(Problem details)
Report each line of the material below that contains the word "negative". Copy every such line in full.

Collected data:
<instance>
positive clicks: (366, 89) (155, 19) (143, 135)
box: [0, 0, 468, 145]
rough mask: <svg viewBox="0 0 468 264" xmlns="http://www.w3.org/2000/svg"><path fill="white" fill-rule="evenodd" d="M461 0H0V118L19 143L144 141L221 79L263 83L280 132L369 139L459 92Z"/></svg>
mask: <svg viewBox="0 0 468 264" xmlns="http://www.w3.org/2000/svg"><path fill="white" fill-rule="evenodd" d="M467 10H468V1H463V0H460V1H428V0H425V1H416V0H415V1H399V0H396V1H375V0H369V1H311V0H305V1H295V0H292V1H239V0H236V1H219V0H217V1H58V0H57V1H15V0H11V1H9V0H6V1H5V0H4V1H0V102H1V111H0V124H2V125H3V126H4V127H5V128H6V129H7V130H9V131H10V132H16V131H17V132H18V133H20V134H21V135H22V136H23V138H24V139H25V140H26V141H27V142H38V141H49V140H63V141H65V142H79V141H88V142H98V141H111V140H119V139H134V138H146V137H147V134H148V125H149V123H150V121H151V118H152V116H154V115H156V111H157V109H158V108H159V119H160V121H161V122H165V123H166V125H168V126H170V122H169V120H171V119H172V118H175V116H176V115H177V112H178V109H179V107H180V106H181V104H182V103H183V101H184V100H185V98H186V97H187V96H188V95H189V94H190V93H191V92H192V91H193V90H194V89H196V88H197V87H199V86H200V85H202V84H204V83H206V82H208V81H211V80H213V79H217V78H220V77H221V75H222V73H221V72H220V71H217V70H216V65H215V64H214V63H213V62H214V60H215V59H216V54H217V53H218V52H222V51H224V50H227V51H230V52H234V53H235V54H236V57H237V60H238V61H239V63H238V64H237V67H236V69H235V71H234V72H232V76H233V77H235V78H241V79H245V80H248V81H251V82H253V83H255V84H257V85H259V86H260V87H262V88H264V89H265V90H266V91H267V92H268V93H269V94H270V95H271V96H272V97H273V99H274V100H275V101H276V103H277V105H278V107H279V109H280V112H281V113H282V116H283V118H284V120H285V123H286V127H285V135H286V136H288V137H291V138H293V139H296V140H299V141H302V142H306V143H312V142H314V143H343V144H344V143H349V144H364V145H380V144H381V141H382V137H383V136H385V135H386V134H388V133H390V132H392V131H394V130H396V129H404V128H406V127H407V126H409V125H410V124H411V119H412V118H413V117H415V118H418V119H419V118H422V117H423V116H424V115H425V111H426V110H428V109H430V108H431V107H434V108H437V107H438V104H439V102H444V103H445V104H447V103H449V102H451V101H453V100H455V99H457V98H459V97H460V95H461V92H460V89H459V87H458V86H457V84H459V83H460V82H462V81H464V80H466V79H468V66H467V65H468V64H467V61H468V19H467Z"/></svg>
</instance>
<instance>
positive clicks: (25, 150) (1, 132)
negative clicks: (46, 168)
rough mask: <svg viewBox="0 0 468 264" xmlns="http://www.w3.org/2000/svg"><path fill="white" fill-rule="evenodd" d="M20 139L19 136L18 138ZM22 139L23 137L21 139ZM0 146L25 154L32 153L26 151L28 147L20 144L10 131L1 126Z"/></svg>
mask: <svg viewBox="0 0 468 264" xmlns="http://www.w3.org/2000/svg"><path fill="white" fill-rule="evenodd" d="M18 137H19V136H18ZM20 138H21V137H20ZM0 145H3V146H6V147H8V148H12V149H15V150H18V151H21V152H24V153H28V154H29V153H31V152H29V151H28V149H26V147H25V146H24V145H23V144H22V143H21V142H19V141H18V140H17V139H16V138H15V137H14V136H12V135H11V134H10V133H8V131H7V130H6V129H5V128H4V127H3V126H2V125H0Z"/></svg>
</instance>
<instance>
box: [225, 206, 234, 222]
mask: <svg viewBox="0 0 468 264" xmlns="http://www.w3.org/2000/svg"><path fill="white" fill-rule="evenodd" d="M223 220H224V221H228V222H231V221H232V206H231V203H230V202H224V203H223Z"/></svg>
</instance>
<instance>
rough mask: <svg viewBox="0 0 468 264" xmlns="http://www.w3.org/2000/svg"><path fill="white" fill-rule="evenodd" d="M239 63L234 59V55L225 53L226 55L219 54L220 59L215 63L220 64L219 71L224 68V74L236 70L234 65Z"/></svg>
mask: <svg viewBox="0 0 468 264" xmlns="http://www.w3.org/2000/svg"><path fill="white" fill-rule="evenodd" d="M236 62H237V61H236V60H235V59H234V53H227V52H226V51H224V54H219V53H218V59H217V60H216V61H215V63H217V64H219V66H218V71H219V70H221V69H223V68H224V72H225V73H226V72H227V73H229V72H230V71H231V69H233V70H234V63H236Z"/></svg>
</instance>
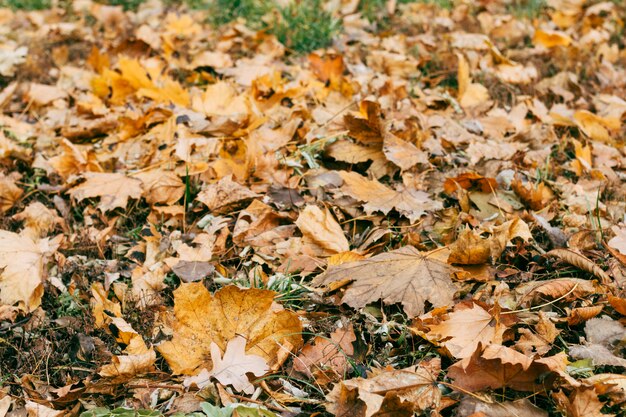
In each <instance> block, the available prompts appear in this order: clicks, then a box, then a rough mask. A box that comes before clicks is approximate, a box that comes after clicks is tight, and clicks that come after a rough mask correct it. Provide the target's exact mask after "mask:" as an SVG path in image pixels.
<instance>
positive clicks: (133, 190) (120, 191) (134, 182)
mask: <svg viewBox="0 0 626 417" xmlns="http://www.w3.org/2000/svg"><path fill="white" fill-rule="evenodd" d="M83 178H85V180H86V181H85V182H84V183H82V184H80V185H77V186H76V187H74V188H72V189H71V190H69V191H68V192H69V194H70V195H71V196H72V197H73V198H74V199H76V200H77V201H81V200H84V199H85V198H93V197H100V203H98V208H99V209H100V210H101V211H102V212H103V213H104V212H107V211H111V210H114V209H116V208H125V207H126V205H127V204H128V199H129V198H133V199H139V198H141V194H142V192H143V190H142V186H141V185H142V183H141V181H140V180H138V179H135V178H131V177H128V176H126V175H124V174H121V173H108V172H107V173H105V172H86V173H84V174H83Z"/></svg>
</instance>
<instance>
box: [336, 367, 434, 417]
mask: <svg viewBox="0 0 626 417" xmlns="http://www.w3.org/2000/svg"><path fill="white" fill-rule="evenodd" d="M326 398H327V399H328V401H329V402H330V403H329V404H328V405H327V406H326V408H327V410H328V412H330V413H332V414H333V415H335V416H342V417H348V416H354V417H370V416H374V415H393V416H398V417H400V416H406V417H410V416H413V415H414V413H416V412H417V413H418V414H419V413H422V412H425V411H427V410H429V409H435V410H436V409H438V408H439V404H440V402H441V392H440V391H439V388H438V387H437V378H436V377H435V376H433V374H432V373H431V372H429V370H427V369H426V368H424V367H420V366H412V367H409V368H405V369H399V370H393V369H378V370H374V373H373V374H372V375H370V376H369V377H368V378H367V379H365V378H354V379H348V380H345V381H341V382H340V383H338V384H336V385H335V387H334V388H333V390H332V391H331V392H330V393H329V394H328V395H327V397H326Z"/></svg>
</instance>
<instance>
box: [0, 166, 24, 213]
mask: <svg viewBox="0 0 626 417" xmlns="http://www.w3.org/2000/svg"><path fill="white" fill-rule="evenodd" d="M22 194H24V191H23V190H22V189H21V188H20V187H18V186H17V185H16V184H15V180H14V179H12V178H11V177H7V176H5V175H4V174H2V173H0V214H4V213H6V212H7V211H9V210H10V209H11V207H13V205H15V203H17V201H18V200H19V199H20V197H21V196H22Z"/></svg>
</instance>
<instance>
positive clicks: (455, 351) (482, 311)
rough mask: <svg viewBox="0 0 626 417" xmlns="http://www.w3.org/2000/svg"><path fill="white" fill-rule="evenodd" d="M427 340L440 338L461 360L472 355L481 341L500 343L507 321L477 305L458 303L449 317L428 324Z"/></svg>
mask: <svg viewBox="0 0 626 417" xmlns="http://www.w3.org/2000/svg"><path fill="white" fill-rule="evenodd" d="M428 327H429V328H430V331H429V332H428V334H427V337H428V340H431V341H437V342H439V344H440V345H442V346H444V347H445V348H446V349H447V350H448V352H450V354H451V355H452V356H453V357H455V358H458V359H462V358H467V357H470V356H472V354H473V353H474V352H475V351H476V348H477V347H478V345H479V344H481V345H482V346H487V345H489V344H491V343H496V344H501V343H502V335H503V334H504V332H505V331H506V329H507V327H506V325H505V324H503V323H501V322H499V321H498V320H497V319H496V318H495V317H494V316H493V315H491V313H489V312H488V311H486V310H485V309H484V308H483V307H481V306H479V305H478V304H475V303H472V304H471V306H468V305H467V304H457V305H456V306H455V309H454V312H452V313H450V314H449V317H448V318H447V319H446V320H444V321H442V322H440V323H437V324H433V325H429V326H428Z"/></svg>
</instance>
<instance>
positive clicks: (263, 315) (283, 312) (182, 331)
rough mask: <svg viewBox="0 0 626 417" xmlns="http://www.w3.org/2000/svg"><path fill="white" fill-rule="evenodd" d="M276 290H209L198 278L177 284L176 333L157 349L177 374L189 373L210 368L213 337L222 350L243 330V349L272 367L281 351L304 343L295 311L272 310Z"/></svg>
mask: <svg viewBox="0 0 626 417" xmlns="http://www.w3.org/2000/svg"><path fill="white" fill-rule="evenodd" d="M274 296H275V293H274V292H273V291H267V290H259V289H256V288H251V289H240V288H238V287H235V286H228V287H224V288H223V289H221V290H219V291H217V292H216V293H215V295H214V296H212V295H211V294H210V293H209V292H208V290H207V289H206V288H205V287H204V286H203V285H202V284H201V283H191V284H181V286H180V287H179V288H178V289H176V290H175V291H174V316H175V322H174V324H173V330H174V337H173V338H172V340H171V341H168V342H164V343H162V344H161V345H159V346H158V348H157V349H158V351H159V352H161V354H162V355H163V357H164V358H165V360H166V361H167V363H168V364H169V366H170V368H172V371H173V372H174V373H175V374H185V375H193V374H195V373H196V372H197V371H198V370H199V369H202V368H206V369H208V370H211V368H212V366H211V364H210V363H209V361H208V360H207V359H208V356H209V353H210V352H209V350H210V346H211V343H212V342H214V343H216V344H217V346H218V347H219V348H220V349H221V350H222V351H226V345H227V343H228V342H229V341H230V340H232V339H233V338H234V337H235V336H236V335H241V336H243V337H244V338H245V339H246V341H247V344H246V348H247V350H246V352H247V354H250V355H256V356H260V357H262V358H263V359H264V360H265V361H266V362H267V364H268V365H269V366H270V367H271V368H272V369H274V368H275V367H277V366H279V365H280V364H281V363H282V361H284V360H285V359H286V355H284V354H283V353H281V352H283V351H284V352H289V351H291V350H295V349H297V348H299V347H300V345H302V337H301V336H300V332H301V328H302V327H301V324H300V321H299V319H298V316H296V315H295V314H294V313H292V312H290V311H287V310H274V307H273V306H272V303H273V299H274ZM281 358H282V359H281Z"/></svg>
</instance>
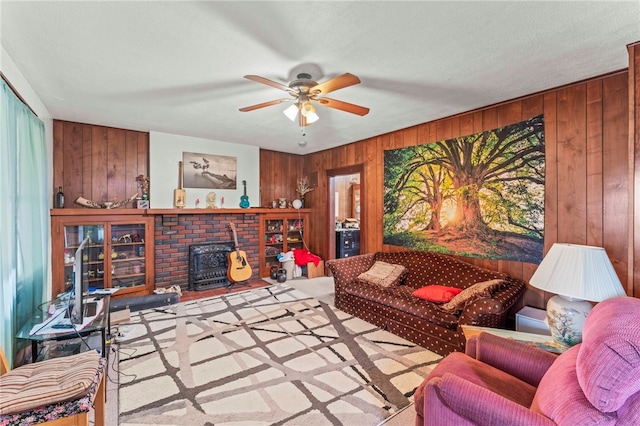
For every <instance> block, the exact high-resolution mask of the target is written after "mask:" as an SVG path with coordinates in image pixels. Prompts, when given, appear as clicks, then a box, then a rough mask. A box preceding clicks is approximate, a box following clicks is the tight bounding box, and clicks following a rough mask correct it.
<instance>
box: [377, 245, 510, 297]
mask: <svg viewBox="0 0 640 426" xmlns="http://www.w3.org/2000/svg"><path fill="white" fill-rule="evenodd" d="M374 260H381V261H383V262H387V263H393V264H396V265H402V266H404V267H406V268H407V270H408V271H409V273H408V275H407V278H406V280H405V281H404V283H403V285H408V286H409V287H413V288H414V290H415V289H417V288H420V287H424V286H425V285H428V284H438V285H446V286H451V287H457V288H461V289H465V288H467V287H470V286H472V285H473V284H475V283H478V282H481V281H487V280H492V279H496V278H505V279H506V278H507V274H505V273H502V272H496V271H490V270H488V269H484V268H480V267H478V266H475V265H472V264H470V263H467V262H463V261H461V260H458V259H455V258H453V257H451V256H447V255H444V254H441V253H434V252H428V251H420V250H408V251H397V252H376V253H375V256H374Z"/></svg>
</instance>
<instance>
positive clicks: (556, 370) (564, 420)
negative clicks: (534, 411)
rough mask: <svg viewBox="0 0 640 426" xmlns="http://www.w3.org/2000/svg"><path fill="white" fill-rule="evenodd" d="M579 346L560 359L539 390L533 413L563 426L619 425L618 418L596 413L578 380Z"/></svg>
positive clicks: (540, 382)
mask: <svg viewBox="0 0 640 426" xmlns="http://www.w3.org/2000/svg"><path fill="white" fill-rule="evenodd" d="M580 346H581V344H579V345H576V346H574V347H572V348H571V349H569V350H568V351H566V352H565V353H563V354H562V356H559V357H558V359H556V361H555V362H554V363H553V364H552V365H551V367H549V370H547V373H546V374H545V375H544V377H543V378H542V380H541V381H540V385H539V386H538V391H537V392H536V396H535V398H534V399H533V403H532V404H531V410H533V411H535V412H537V413H540V414H542V415H545V416H547V417H549V418H550V419H551V420H553V421H554V422H555V423H556V424H559V425H570V424H572V425H581V426H589V425H601V426H608V425H615V424H616V416H615V413H614V415H613V416H610V415H607V414H605V413H602V412H600V411H598V410H596V409H595V408H594V407H593V405H591V404H590V403H589V401H588V400H587V398H586V397H585V395H584V393H583V392H582V388H581V387H580V384H579V383H578V381H577V380H576V359H577V357H578V351H579V350H580Z"/></svg>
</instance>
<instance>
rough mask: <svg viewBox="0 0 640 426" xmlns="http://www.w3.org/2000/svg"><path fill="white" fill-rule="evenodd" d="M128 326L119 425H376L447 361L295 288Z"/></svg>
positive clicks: (280, 287) (195, 306) (241, 295)
mask: <svg viewBox="0 0 640 426" xmlns="http://www.w3.org/2000/svg"><path fill="white" fill-rule="evenodd" d="M310 281H311V280H310ZM131 320H132V324H131V325H128V326H127V328H128V331H127V335H126V336H125V337H124V338H123V339H122V340H121V343H120V354H119V355H120V364H119V370H120V386H119V398H118V399H119V424H121V425H149V424H157V425H173V424H176V425H177V424H180V425H182V424H189V425H214V424H215V425H232V424H233V425H304V426H313V425H362V426H366V425H372V426H374V425H378V424H380V423H381V422H383V421H384V420H385V419H387V418H389V417H391V416H393V415H394V414H396V413H398V412H400V411H401V410H402V409H403V408H404V407H407V406H408V405H409V404H410V403H411V401H412V396H413V392H414V390H415V388H416V387H417V386H418V385H419V384H420V382H421V381H422V379H423V378H424V377H425V376H426V375H427V374H428V372H429V371H430V370H431V369H432V368H433V366H434V365H435V364H436V363H437V362H438V361H439V360H440V356H439V355H437V354H435V353H433V352H430V351H427V350H425V349H423V348H421V347H419V346H416V345H414V344H412V343H410V342H408V341H406V340H404V339H401V338H399V337H397V336H395V335H393V334H390V333H388V332H385V331H382V330H380V329H378V328H376V327H374V326H372V325H371V324H368V323H367V322H365V321H362V320H360V319H358V318H354V317H352V316H350V315H348V314H345V313H344V312H341V311H338V310H336V309H335V308H333V307H331V306H330V305H328V304H326V303H324V302H320V301H318V300H317V299H315V298H313V297H310V296H308V295H307V294H306V293H303V292H301V291H299V290H296V289H294V288H292V287H291V286H289V285H287V283H285V284H278V285H274V286H272V287H266V288H262V289H255V290H250V291H246V292H241V293H236V294H231V295H224V296H220V297H216V298H211V299H203V300H199V301H194V302H185V303H180V304H178V305H176V306H173V307H170V308H166V309H161V310H148V311H140V312H137V313H135V314H132V318H131ZM402 414H404V413H402ZM398 417H401V416H398Z"/></svg>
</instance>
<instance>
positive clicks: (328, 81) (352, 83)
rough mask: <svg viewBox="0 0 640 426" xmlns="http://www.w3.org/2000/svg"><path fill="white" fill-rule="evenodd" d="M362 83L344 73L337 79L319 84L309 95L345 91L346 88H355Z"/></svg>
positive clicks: (337, 78)
mask: <svg viewBox="0 0 640 426" xmlns="http://www.w3.org/2000/svg"><path fill="white" fill-rule="evenodd" d="M358 83H360V79H359V78H358V77H356V76H355V75H353V74H349V73H348V72H347V73H344V74H342V75H339V76H337V77H334V78H332V79H331V80H327V81H325V82H324V83H320V84H317V85H315V86H313V87H312V88H310V89H309V93H310V94H312V95H322V94H326V93H329V92H333V91H334V90H338V89H343V88H345V87H349V86H353V85H354V84H358Z"/></svg>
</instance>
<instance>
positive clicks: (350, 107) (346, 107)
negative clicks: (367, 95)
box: [316, 98, 369, 116]
mask: <svg viewBox="0 0 640 426" xmlns="http://www.w3.org/2000/svg"><path fill="white" fill-rule="evenodd" d="M316 102H318V104H320V105H322V106H326V107H329V108H334V109H339V110H340V111H345V112H350V113H351V114H357V115H360V116H362V115H367V114H368V113H369V108H365V107H361V106H360V105H355V104H350V103H349V102H344V101H338V100H336V99H330V98H320V99H316Z"/></svg>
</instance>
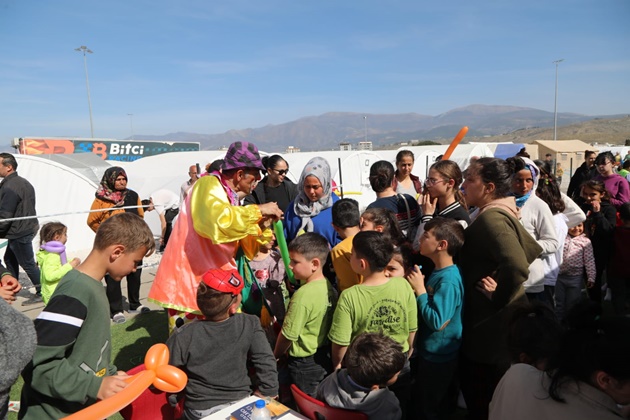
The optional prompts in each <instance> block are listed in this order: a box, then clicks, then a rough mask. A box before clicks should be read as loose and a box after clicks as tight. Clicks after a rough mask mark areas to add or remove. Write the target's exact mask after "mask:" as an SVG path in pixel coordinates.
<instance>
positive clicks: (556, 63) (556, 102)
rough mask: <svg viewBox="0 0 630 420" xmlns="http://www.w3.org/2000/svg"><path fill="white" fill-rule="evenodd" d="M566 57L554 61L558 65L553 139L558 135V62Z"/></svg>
mask: <svg viewBox="0 0 630 420" xmlns="http://www.w3.org/2000/svg"><path fill="white" fill-rule="evenodd" d="M563 61H564V58H561V59H560V60H556V61H554V62H553V63H554V64H555V65H556V96H555V100H554V104H553V140H554V141H556V139H557V135H558V64H560V63H562V62H563Z"/></svg>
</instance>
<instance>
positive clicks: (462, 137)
mask: <svg viewBox="0 0 630 420" xmlns="http://www.w3.org/2000/svg"><path fill="white" fill-rule="evenodd" d="M466 133H468V127H467V126H464V127H462V129H461V130H459V133H457V135H456V136H455V138H454V139H453V141H452V142H451V144H450V146H448V149H446V152H445V153H444V155H443V156H442V160H447V159H448V158H450V157H451V155H452V154H453V150H455V148H456V147H457V145H458V144H459V142H460V141H462V139H463V138H464V137H465V136H466Z"/></svg>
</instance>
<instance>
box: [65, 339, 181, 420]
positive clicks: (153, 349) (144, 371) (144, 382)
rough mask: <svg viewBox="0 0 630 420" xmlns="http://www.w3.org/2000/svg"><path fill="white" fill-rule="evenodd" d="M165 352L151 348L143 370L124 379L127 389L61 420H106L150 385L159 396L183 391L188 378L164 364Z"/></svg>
mask: <svg viewBox="0 0 630 420" xmlns="http://www.w3.org/2000/svg"><path fill="white" fill-rule="evenodd" d="M168 360H169V352H168V347H166V345H165V344H163V343H159V344H154V345H153V346H151V348H150V349H149V350H148V351H147V354H146V355H145V356H144V366H145V367H146V370H143V371H142V372H139V373H137V374H135V375H133V376H131V377H129V378H127V379H125V382H127V384H128V385H127V386H126V387H125V388H124V389H123V390H122V391H120V392H119V393H118V394H115V395H113V396H111V397H109V398H106V399H104V400H101V401H99V402H97V403H95V404H92V405H91V406H89V407H86V408H84V409H83V410H81V411H78V412H76V413H74V414H72V415H70V416H68V417H65V418H64V420H84V419H90V420H93V419H106V418H107V417H109V416H111V415H113V414H114V413H117V412H118V411H120V410H122V409H123V408H124V407H126V406H128V405H129V404H131V403H132V402H133V401H134V400H135V399H136V398H138V397H139V396H140V395H141V394H142V393H143V392H144V391H145V390H146V389H147V388H148V387H149V386H150V385H151V384H153V386H155V387H156V388H157V389H159V390H160V391H163V392H171V393H175V392H179V391H181V390H182V389H184V388H185V387H186V383H187V382H188V377H187V376H186V374H185V373H184V372H183V371H182V370H181V369H178V368H176V367H175V366H171V365H169V364H168Z"/></svg>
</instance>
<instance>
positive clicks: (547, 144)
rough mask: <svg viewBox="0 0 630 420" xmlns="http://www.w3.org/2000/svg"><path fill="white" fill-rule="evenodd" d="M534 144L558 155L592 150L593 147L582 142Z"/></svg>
mask: <svg viewBox="0 0 630 420" xmlns="http://www.w3.org/2000/svg"><path fill="white" fill-rule="evenodd" d="M534 143H535V144H538V145H540V146H543V147H546V148H547V149H551V150H553V151H554V152H559V153H571V152H583V151H585V150H593V146H591V145H590V144H588V143H584V142H583V141H582V140H556V141H554V140H536V141H534Z"/></svg>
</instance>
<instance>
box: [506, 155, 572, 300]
mask: <svg viewBox="0 0 630 420" xmlns="http://www.w3.org/2000/svg"><path fill="white" fill-rule="evenodd" d="M507 163H508V165H510V168H511V170H512V173H513V175H512V195H513V196H514V198H515V199H516V206H517V207H518V208H519V209H520V210H521V223H522V225H523V227H524V228H525V230H526V231H527V232H529V234H530V235H532V238H534V239H535V240H536V242H537V243H538V245H540V246H541V247H542V253H541V254H540V255H539V256H538V258H536V259H535V260H534V261H533V262H532V263H531V265H530V266H529V276H528V278H527V281H526V282H525V283H523V287H524V288H525V293H526V294H527V297H528V299H529V300H530V301H532V300H541V301H543V302H546V301H547V300H546V295H545V293H544V289H545V265H544V263H543V260H544V259H545V258H547V257H549V256H551V255H553V254H555V253H556V251H557V250H558V248H559V247H560V239H559V238H558V234H557V232H556V224H555V222H554V218H553V214H552V213H551V210H550V209H549V206H548V205H547V203H545V202H544V201H543V200H542V199H541V198H539V197H538V196H537V195H536V189H537V188H538V180H539V178H540V170H539V169H538V166H536V164H535V163H534V162H533V161H532V160H530V159H528V158H523V157H511V158H508V159H507ZM562 239H564V236H562ZM547 303H548V304H553V303H552V302H547Z"/></svg>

(Problem solution)
negative clicks: (46, 168)
negative clicks: (534, 411)
negative clicks: (367, 95)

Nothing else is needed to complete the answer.